> [Text segment]:
From legal standpoint, support of immigration and access to social institutions would lead to increased number of newcomers and additional burden for the country. This proof is compatible with the hypothesis that, if a potential immigrant is from an English-speaking country, the costs of adaptation to the U.S. labor market are low. Therefore, the inducement to migrate is greater. Furthermore, receiving an education at a U.S. social service would certainly enlarge the probability that the accumulated professional skills will be transferable, without substantial losses, to the U.S. labor market. For instance, “The analysis reveals some evidence that the transaction costs of applying for Medicaid do indeed matter, since children in larger families are more likely to be covered than other children” (Currie 1997). As a result, increasing the proportion of native born population from a country who receive financial support form the government appears to increase the flow of immigrants who enter the United States to earn money. If a potential immigrant wants to migrate to the United States, the shift may be facilitated by first coming to the United States as a guest or a student (Singer, 2001).

It is known fact that the immigration depresses the wages of unskilled employees a larger proportion of native unskilled people qualify for some benefits, and some of those already receiving financial support may receive a larger transfer. “The concentration of unauthorized workers in broad industries is not as marked as the concentration in broad occupation groups” (Passel, 2006). The income transfer system is invariant with the immigration policy; that is, the standard for eligibility and the agenda of financial support do not change as the number and characteristics of the immigrants change (Meissner et al 2006). Excluded from social institutions and social support policies, immigrants would not enter labor force and probably return to their native countries. This is a non-democratic solution but it will help to protect native born citizens and improve healthcare and education services (Currie, 1997).

Conclusion

In sum, the selected readings suggest that immigration has both a negative and positive impact on the US economy and social sphere: it becomes a real financial burden for the state but contributes to economic, cultural and social development of the nation. The nature of immigration to this country itself has been at once a cause and a result of the superior appeal exercised by the United States over other nations seeking immigrants. Immigration to this country has been unique not only by reason of its volume but also because of the diversity of its composition. Immigration is a natural process in the USA, thus there is no a unified approach to immigration and assessment over its impact and influence on the economy and the American society.

Works Cited

Capps, R., Fix, M., Murray, J., Ost, J., Passel, J.S., & Herwantoro, S. (2005). The new demographics of America’s schools: immigration and the No Child Left Behind Act. Washington, DC: Urban Institute. Web.

Currie, J. (1997). Medicaid use by children of immigrants. Focus, 18(2), 54-56. Web.

Ku, L. (2001). Insurance coverage and health care access for immigrant families. Testimony before the senate Committee. Web.

Martin, P., & Midgley, E. (2006). Immigration: Shaping and reshaping America. Population Bulletin, 61(4), 3-28.

Meissner, D., Meyers, D.W., Papademetriou, D.G., & Fix, M. (2006). Independent task force on immigration and America’s future. Web.

Passel, J. (2006). Size and characteristics of the unauthorized migrant population in the U.S. Pew Hispanic Center, Washington DC. Web.

Ruby T. (2004). Leveling the playing field: Supporting immigrant children from birth to eight. The Future of Children, 14(2), 61-79. Web.

Singer, A. (2001). Immigrants, their families and their communities in the aftermath of welfare reform. Research Perspectives on Migration, Carnegie Endowment for International Peace. Web.

> [Data extract]:

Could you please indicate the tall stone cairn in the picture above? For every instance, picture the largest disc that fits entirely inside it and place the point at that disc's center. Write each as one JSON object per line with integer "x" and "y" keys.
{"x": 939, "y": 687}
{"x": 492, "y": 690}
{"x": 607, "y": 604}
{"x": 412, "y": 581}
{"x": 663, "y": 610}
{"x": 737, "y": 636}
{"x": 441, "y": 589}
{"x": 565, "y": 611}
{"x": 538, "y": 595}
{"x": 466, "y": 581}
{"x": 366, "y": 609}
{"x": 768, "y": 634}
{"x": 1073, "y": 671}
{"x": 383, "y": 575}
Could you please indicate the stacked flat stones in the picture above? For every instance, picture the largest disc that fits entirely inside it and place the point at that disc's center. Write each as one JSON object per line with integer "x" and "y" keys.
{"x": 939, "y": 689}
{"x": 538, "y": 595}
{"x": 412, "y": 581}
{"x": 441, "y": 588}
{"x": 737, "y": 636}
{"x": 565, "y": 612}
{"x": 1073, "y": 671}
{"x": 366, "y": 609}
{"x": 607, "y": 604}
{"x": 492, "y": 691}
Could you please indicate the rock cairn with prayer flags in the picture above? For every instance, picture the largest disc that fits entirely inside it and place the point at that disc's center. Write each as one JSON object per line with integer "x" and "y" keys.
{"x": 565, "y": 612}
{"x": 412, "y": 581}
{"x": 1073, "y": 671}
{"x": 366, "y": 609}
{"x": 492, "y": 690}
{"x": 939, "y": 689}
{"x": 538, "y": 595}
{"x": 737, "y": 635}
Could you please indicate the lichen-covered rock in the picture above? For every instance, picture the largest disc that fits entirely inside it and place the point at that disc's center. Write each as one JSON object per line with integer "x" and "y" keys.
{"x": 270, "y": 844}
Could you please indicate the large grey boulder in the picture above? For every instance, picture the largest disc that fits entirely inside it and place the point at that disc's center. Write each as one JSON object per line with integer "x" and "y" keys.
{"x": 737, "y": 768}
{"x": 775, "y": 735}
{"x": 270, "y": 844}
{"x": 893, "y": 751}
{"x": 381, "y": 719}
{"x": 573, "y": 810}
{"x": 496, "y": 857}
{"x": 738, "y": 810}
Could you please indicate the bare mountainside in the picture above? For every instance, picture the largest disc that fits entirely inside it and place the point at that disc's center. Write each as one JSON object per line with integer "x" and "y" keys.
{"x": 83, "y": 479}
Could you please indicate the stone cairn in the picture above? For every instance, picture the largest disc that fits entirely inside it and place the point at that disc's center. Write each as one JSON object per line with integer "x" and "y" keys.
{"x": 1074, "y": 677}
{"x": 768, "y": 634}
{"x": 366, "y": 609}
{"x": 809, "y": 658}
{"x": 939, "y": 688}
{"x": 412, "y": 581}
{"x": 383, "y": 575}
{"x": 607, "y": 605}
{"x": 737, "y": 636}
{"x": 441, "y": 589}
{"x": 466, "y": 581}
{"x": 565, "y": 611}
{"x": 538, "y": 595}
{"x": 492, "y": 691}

> [Problem description]:
List each source cited in parentheses in the two body paragraphs of the immigration essay (before "Conclusion"), naming each source only once by author and year. The entries are separate from the immigration essay.

> [Final answer]:
- Currie, 1997
- Singer, 2001
- Passel, 2006
- Meissner et al., 2006